Exercise brief: Only the text carries over: repeat the records exactly and drop the images.
_ _ _ _
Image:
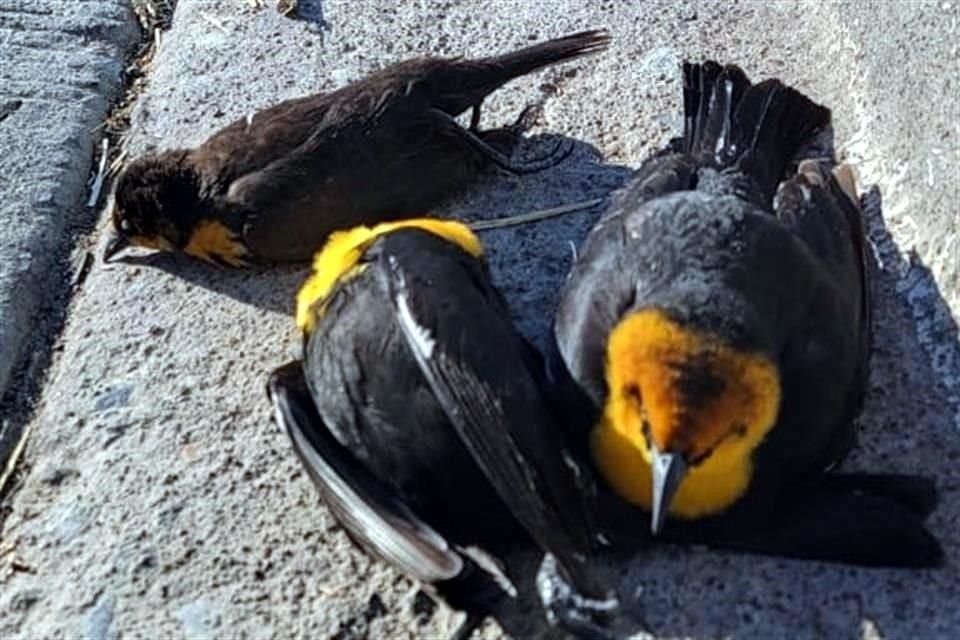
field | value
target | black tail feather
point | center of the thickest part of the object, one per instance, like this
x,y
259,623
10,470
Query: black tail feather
x,y
758,128
528,59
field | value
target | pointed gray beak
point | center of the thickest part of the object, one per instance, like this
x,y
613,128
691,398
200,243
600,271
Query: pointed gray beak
x,y
115,245
668,472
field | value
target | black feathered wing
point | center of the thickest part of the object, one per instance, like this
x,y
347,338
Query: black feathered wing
x,y
373,518
491,392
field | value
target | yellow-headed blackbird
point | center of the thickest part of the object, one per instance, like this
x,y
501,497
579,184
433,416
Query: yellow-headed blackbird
x,y
718,322
423,417
273,186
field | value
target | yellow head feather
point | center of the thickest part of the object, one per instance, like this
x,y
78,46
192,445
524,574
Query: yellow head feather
x,y
698,396
339,257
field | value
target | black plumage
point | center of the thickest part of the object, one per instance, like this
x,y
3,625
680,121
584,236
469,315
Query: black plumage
x,y
717,323
424,418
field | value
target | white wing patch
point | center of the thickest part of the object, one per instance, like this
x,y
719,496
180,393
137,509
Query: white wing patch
x,y
419,335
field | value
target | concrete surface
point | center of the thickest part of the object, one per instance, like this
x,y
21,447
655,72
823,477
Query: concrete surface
x,y
60,67
157,499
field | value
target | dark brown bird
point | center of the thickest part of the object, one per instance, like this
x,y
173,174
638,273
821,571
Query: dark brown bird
x,y
273,186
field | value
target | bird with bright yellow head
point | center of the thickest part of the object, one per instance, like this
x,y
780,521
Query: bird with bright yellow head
x,y
717,320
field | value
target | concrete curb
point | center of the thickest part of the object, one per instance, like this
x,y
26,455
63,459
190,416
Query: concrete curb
x,y
68,66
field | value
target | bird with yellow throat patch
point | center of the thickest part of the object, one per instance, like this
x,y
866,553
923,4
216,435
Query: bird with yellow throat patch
x,y
424,419
271,187
717,323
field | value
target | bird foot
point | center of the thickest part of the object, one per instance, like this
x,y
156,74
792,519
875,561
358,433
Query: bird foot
x,y
583,617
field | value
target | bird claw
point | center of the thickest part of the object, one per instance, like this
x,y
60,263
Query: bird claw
x,y
585,618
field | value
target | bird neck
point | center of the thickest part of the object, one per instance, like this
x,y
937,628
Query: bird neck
x,y
340,259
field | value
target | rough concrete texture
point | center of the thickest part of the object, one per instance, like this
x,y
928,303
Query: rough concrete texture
x,y
60,65
156,497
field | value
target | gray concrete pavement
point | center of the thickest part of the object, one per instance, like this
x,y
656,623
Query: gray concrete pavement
x,y
158,499
60,66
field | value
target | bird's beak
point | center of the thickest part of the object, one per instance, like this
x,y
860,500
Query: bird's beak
x,y
668,472
115,245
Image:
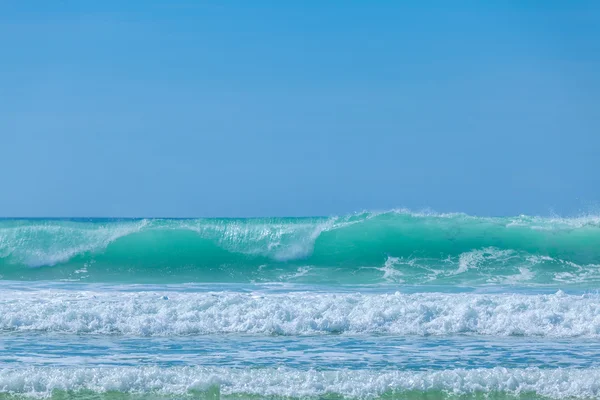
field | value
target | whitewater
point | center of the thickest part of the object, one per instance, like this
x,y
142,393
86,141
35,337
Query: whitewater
x,y
371,305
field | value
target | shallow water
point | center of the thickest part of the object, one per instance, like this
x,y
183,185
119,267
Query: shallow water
x,y
390,305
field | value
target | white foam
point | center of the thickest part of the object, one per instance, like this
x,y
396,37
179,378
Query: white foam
x,y
363,384
299,313
47,244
_ _ _ _
Solution for this exercise:
Image:
field | value
target | black tail feather
point | center of the thickest part of the object, one per instance, like this
x,y
259,623
10,470
Query: black tail feather
x,y
758,128
528,59
field | value
target | pointed gray beak
point | center of the thickest part of the object, one per instance, like this
x,y
613,128
691,398
200,243
600,271
Query: pointed gray beak
x,y
115,245
668,472
field | value
target | black feathered wing
point | center of the thickest part of the object, one per instance, like this
x,y
347,338
Query: black feathered wing
x,y
373,518
491,392
field | value
target | yellow-headed blackbird
point | center of the thickest part of the object, one per instance, like this
x,y
501,497
579,184
433,416
Query: yellow-headed blackbird
x,y
718,322
423,417
273,186
field | value
target | yellow head feather
point | center of the thickest part of the object, one per instance, like this
x,y
78,46
192,445
524,574
Query: yellow head feather
x,y
698,396
339,257
field | value
target | black plumage
point | center of the thickest part of the object, one per instance, like this
x,y
3,625
680,121
584,236
469,315
Query: black plumage
x,y
717,323
424,418
field | value
target | white wing patch
point | center of the thickest part of the object, one per instance, like this
x,y
719,496
180,393
137,509
Query: white wing patch
x,y
419,335
field | value
target | concrete surface
point | center of the thickest part of the object, one per instance, like this
x,y
21,447
655,72
823,477
Query: concrete surface
x,y
60,67
157,499
field | value
target | dark brown bird
point | center of the thickest part of the object, one per instance, like this
x,y
173,174
638,273
821,571
Query: dark brown bird
x,y
273,186
field | value
target | bird with bright yellow head
point | center of the thickest part of the object, one per instance, like this
x,y
780,521
Query: bird with bright yellow head
x,y
717,320
field | value
target | concrete curb
point | center of the thickest part of the object, one per instance, like this
x,y
26,455
63,459
190,416
Query: concrete curb
x,y
68,66
field | value
target | bird with yellow throat patch
point | center of the thickest part of the object, one per instance, like this
x,y
866,553
923,4
216,435
Query: bird with yellow throat patch
x,y
424,419
271,187
717,323
field | value
target | bird foot
point | center of the thickest part of the object, one per instance, like this
x,y
156,74
792,519
875,561
358,433
Query: bird foot
x,y
583,617
field | value
target | bird claw
point | center of the thickest part of the object, one per instance, like this
x,y
60,263
Query: bird claw
x,y
585,618
field | value
target | bird neck
point | center of the thickest part of the object, one per instance, like this
x,y
937,628
Query: bird neck
x,y
340,259
field | value
target | rough concrete texture
point | center of the thickest part of the object, one per instance, like this
x,y
928,303
Query: rough concrete texture
x,y
60,65
156,497
field | value
target | gray concrete pavement
point | center of the thickest part of the object, one per instance, like this
x,y
656,623
Query: gray concrete pavement
x,y
158,499
60,66
field | value
target | bird's beak
point | center of the thickest part of the object, one per instance, like this
x,y
860,500
Query: bird's beak
x,y
668,472
115,245
Image:
field | value
target | whitewater
point | center of the thickest part of the object, one per instance, like this
x,y
142,393
86,141
35,337
Query: whitewater
x,y
371,305
field | value
target | shallow water
point | center of the thickest part of the object, one per instance, like this
x,y
183,185
119,267
Query: shallow water
x,y
390,305
field | value
target | white foam
point | center of the thickest part of the object, one per instance, like this
x,y
396,37
179,378
Query: white foam
x,y
363,384
299,313
47,244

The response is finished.